Given task
Reproduce each line of the records below word for word, with no changes.

Collected data entries
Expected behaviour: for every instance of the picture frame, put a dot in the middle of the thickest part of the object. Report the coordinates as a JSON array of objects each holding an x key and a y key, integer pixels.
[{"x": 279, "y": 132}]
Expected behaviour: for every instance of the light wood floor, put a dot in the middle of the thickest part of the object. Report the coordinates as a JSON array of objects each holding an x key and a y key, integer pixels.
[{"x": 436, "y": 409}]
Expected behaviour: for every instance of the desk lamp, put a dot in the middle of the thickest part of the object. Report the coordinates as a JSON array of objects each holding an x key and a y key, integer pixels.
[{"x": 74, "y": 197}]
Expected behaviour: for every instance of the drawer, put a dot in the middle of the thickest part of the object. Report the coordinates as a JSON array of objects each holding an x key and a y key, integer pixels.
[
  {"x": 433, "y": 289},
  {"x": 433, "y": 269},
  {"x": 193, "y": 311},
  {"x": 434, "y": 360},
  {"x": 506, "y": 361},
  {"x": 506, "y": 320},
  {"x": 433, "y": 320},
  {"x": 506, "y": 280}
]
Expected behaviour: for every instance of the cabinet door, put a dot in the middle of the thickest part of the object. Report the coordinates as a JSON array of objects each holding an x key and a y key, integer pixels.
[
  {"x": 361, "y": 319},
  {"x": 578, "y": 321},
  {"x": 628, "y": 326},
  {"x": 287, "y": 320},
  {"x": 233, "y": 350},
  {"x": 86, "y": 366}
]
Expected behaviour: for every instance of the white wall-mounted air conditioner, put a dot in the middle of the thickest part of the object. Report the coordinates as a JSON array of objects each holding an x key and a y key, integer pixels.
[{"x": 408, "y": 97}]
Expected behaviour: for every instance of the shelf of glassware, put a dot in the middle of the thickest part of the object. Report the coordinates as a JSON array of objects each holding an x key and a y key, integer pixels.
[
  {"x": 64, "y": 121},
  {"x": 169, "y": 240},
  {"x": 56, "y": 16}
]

Solution to this task
Expected behaviour: for every instance of the picture frame, put a dot in the middle of the thickest part of the object. Report the coordinates as a JSON array of objects each holding an x key and a y key, integer pixels.
[{"x": 279, "y": 132}]
Expected behaviour: for every instance of the light wood floor, put a dot in the middle of the thickest part of the object. Report the coordinates as a JSON array of objects each holding an x key and a y key, integer pixels.
[{"x": 436, "y": 409}]
Expected behaviour: for every instance of the desk lamp, put a dot in the middle of the thickest part of the object. Report the coordinates as a JSON array of objects each holding an x key and a y key, integer pixels.
[{"x": 74, "y": 197}]
Expected behaviour: for every instance of the drawer, put a dot in the middle of the thickest part of the object. Report the coordinates as a JSON array of objects each holding an x key and a y key, integer pixels.
[
  {"x": 433, "y": 289},
  {"x": 433, "y": 269},
  {"x": 193, "y": 311},
  {"x": 434, "y": 360},
  {"x": 506, "y": 361},
  {"x": 506, "y": 320},
  {"x": 433, "y": 320},
  {"x": 506, "y": 280}
]
Expected behaviour: for every instance of the cabinet door, put a dot in the middle of the thickest part of the object. Report the coordinates as a JSON array of objects each holding an x key and a y key, integer pixels.
[
  {"x": 361, "y": 319},
  {"x": 578, "y": 321},
  {"x": 628, "y": 326},
  {"x": 287, "y": 320},
  {"x": 233, "y": 350},
  {"x": 86, "y": 366}
]
Expected behaviour: for every instance of the white wall-mounted air conditioner, put a dot in the middle of the thickest part of the object. Report the coordinates as a JSON array of objects each holding an x key and a y key, integer pixels.
[{"x": 408, "y": 97}]
Expected behaviour: for every instance of the shelf of glassware, put a dot in the middle of the thickest part of the object. Report the coordinates as a JSON array of objects each holding an x key and a y key, integer pixels.
[
  {"x": 64, "y": 121},
  {"x": 169, "y": 240},
  {"x": 56, "y": 16}
]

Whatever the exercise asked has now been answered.